--- SELECTED TEXT ---
^^^^

STEM & Visual Learning: A Vital Combination
Anne Jolly welcomes artist-illustrator and Scholastic author Roger Essley to share his insights on Integrated STEM Literacy and the natural marriage of STEM studies and visual learning tools and techniques.
Education experts and policy makers tell us we are facing a STEM crisis. They say our nation’s competitiveness is at risk because too few students are choosing careers in fields like science and engineering.
A widely quoted article about engaging and supporting learners in science offered this guiding idea: “Research has shown that the most meaningful learning happens when students are engaged in authentic activities… that mirror the real-life tasks of STEM professionals.” (Herrington & Kervin, 2007) This seems a straightforward concept, but only if we have a clear view of what scientists do, and how they do it.
Unfortunately, where real-world science and education intersect, I find our view of “authentic” STEM activities is often blocked by a pervasive text bias we hardly recognize. In our urgent focus on promoting text literacy skills, we miss the key role visual tools play in STEM exploration and innovation.
Indeed, we miss the way STEM disciplines have long pioneered and employed a unique Integrated STEM Literacy (ISL) – where text and visuals are intimately linked. We see the powerful dynamics of ISL in the lab, in the workshop, and now in the visual digital revolution. Recognizing the ways scientists use visuals with text can help us better support students in every classroom, thereby enlarging our view of STEM, of literacy, and of learning itself.
ISL: We know it but can’t name it
If you are not sure what integrated STEM literacy is, you are not alone. The strange truth is we all know it when we see it, but we can’t seem to name it, much less agree on its value for educators. To the right is a celebrated example of integrated literacy in Galileo’s notebooks. His systematic use of observational drawing with writing pioneered the presentation of visual evidence as it changed our world view.

^^^^

--- RECORDED INFORMATION ---
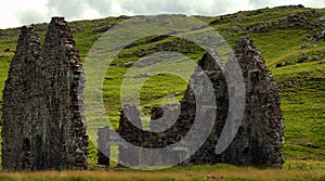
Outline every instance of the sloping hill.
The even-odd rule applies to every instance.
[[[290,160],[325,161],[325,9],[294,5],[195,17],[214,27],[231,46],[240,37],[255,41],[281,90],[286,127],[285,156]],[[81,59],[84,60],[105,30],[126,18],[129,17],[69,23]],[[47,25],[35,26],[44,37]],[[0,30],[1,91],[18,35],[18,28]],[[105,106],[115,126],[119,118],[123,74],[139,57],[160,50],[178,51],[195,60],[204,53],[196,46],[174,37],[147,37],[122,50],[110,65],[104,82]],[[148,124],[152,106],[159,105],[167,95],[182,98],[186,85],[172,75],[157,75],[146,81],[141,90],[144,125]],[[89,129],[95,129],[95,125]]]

^^^^

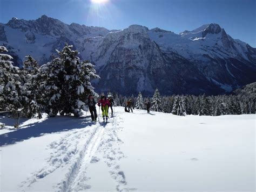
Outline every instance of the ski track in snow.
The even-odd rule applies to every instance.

^^^^

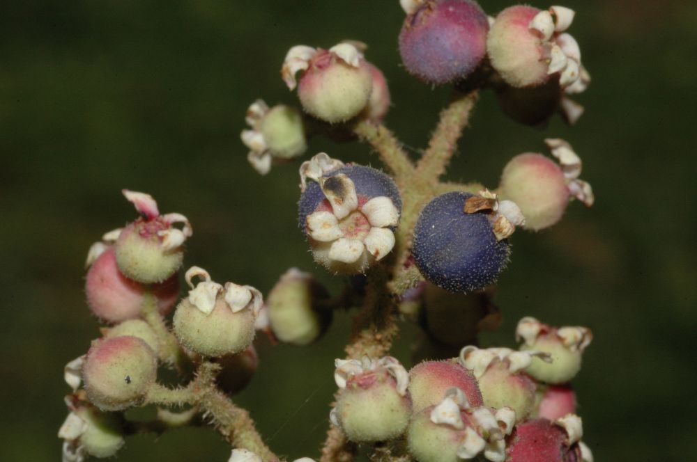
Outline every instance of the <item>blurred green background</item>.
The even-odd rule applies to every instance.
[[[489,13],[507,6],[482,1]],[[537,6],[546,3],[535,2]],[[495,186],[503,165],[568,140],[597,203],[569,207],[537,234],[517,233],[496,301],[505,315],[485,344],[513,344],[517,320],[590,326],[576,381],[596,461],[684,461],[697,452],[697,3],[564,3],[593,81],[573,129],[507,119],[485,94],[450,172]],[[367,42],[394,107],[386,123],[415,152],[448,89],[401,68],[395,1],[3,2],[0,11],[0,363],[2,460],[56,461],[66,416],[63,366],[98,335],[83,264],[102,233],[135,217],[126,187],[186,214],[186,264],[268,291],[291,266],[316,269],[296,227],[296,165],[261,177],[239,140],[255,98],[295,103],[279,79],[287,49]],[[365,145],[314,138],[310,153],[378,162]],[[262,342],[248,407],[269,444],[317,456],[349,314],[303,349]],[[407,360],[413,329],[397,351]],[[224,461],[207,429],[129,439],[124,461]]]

^^^^

--- SHORT EXERCISE A ---
Quote the passage of the article on STEM and visual learning that starts at "ISL: We know" and ends at "our world view.".
--- SHORT EXERCISE B ---
Continue the article on STEM and visual learning from the point where it stops.

--- FINAL RESULT A ---
ISL: We know it but can’t name it
If you are not sure what integrated STEM literacy is, you are not alone. The strange truth is we all know it when we see it, but we can’t seem to name it, much less agree on its value for educators. To the right is a celebrated example of integrated literacy in Galileo’s notebooks. His systematic use of observational drawing with writing pioneered the presentation of visual evidence as it changed our world view.

--- FINAL RESULT B ---
Below Galileo is Alexander Graham Bell’s first draft drawing of the idea for a telephone. The simple fact is that for centuries scientists, engineers, mathematicians and inventors have been using ISL, not only to record and explain their ideas to others, but crucially to help clarify their own thinking to themselves.
ISL work is easy to recognize, but what it means to STEM professionals and to educators can be quite different. Scientists and engineers think of ISL as a learning and communication essential.
We see this as John Hubolt explains his now famous drawings of the lunar landing plan that put men on the moon. STEM pros so naturally link drawing with writing that it doesn’t occur to them that they are doing anything out of the ordinary. By contrast, most educators see writing as a bedrock communication essential, but drawing as quite different – a specialized, isolated skill that only a few experts need to develop. Indeed, the majority of teachers will frankly tell you, “I can’t draw.”
Not art, not talent, but communication of ideas
If we hope to foster authentic STEM skills, we must recognize that drawing in integrated literacy is not about Art or talent, but about hands-on problem solving and communicating ideas in the most direct way. As the National Science Foundation says, “You can do science without graphics, but it is very difficult to communicate it in the absence of pictures; indeed some ideas can only be made comprehensible as images.” (NSF Science and Visualization Challenge 2007)
Of course teaching is all about making ideas comprehensible, and we can see ISL at work with teachers like Jon Moss who come to teaching from engineering. He often builds pictures, drawing step by step, to make complex concepts like the doppler effect easier for students to grasp. Moss also challenges his students to grow their own drawing visualization skills (often neglected in school since the early grades) by telling them, “You can’t solve the tough problems without drawing.”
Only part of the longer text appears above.